Work request: Write down exactly the line where "Target: girl's eye" occurs and every line that follows it through the end of the material below; include nothing else.

Input for this task:
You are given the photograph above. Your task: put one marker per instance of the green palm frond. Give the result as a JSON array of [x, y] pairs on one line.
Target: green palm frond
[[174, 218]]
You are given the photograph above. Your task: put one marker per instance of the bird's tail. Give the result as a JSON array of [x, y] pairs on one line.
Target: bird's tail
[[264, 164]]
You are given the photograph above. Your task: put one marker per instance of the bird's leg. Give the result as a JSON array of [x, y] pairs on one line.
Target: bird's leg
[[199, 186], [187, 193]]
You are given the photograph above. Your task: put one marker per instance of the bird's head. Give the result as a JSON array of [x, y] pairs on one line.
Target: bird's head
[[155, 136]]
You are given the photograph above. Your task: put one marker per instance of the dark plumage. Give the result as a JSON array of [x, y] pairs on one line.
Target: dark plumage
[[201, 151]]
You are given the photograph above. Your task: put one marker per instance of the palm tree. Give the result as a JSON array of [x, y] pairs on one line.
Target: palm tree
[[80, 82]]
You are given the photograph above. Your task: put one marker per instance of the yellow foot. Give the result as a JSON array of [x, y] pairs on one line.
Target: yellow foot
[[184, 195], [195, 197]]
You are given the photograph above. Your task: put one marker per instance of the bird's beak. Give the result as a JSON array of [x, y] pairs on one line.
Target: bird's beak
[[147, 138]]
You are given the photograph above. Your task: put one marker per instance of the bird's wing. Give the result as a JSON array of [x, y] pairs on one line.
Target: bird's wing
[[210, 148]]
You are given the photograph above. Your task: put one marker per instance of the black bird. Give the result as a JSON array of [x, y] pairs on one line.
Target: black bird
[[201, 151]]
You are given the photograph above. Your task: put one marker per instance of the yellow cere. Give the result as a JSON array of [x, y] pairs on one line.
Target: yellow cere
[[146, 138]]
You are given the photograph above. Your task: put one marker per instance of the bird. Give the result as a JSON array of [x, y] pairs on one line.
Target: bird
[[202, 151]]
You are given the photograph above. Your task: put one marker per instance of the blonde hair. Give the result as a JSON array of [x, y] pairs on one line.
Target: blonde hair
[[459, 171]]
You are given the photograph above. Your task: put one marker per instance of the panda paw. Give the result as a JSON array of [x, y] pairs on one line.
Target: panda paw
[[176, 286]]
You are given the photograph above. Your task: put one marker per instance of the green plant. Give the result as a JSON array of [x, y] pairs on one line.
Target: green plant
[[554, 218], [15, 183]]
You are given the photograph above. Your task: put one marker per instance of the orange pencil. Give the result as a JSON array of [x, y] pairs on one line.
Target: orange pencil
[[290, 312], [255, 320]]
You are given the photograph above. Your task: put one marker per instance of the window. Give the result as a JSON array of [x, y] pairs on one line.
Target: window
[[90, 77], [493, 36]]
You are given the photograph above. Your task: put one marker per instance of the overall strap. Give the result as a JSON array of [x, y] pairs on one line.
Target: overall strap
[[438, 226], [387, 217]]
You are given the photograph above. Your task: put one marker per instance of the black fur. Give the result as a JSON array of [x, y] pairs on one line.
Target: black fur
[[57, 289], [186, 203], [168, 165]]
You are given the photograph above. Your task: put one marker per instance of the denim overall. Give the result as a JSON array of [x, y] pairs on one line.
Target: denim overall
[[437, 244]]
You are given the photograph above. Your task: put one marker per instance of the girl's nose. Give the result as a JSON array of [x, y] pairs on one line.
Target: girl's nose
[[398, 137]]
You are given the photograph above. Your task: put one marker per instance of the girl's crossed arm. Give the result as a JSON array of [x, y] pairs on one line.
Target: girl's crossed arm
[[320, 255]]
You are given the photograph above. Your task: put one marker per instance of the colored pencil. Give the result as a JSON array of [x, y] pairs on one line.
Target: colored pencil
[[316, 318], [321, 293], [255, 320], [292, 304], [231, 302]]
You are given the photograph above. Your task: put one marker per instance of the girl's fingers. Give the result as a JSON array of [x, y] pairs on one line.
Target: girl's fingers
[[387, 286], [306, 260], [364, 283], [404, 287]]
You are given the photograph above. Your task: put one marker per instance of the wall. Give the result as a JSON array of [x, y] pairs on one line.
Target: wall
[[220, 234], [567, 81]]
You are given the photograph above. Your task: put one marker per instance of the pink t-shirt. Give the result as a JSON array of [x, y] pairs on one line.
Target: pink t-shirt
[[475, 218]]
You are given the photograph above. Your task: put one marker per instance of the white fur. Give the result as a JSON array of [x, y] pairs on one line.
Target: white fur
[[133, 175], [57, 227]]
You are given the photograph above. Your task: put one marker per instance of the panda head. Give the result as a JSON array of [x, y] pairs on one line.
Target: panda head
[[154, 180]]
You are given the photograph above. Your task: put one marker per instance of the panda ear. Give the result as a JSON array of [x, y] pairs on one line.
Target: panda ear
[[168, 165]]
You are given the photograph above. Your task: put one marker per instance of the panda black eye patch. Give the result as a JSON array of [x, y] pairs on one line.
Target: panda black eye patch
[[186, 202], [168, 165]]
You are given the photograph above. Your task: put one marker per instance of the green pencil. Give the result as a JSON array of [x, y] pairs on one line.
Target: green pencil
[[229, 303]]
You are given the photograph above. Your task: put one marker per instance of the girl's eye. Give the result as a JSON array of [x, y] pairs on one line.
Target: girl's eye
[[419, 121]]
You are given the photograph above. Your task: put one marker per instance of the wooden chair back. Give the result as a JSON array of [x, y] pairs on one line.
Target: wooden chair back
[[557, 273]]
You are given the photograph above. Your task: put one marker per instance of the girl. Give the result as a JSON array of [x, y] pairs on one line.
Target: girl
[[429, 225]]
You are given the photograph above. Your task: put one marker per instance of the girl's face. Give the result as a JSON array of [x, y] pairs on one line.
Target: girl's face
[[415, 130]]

Result of this task:
Target: girl's eye
[[419, 121]]
You are given the photograph above. Your task: put one marker per instance of the wooden chair back. Give the result as a JSON array of [x, y] pairs on one line.
Target: wooden chair back
[[557, 273]]
You are given the photograph above. Your task: put one marker per instance of the girl. Give the result as a JSON array of [x, y] pairs on one line.
Target: girl
[[429, 225]]
You are given the photograph above. Your task: put one marker per instance of the girl's face. Give the result as a JSON array of [x, y] pairs on one line.
Target: girl's face
[[415, 130]]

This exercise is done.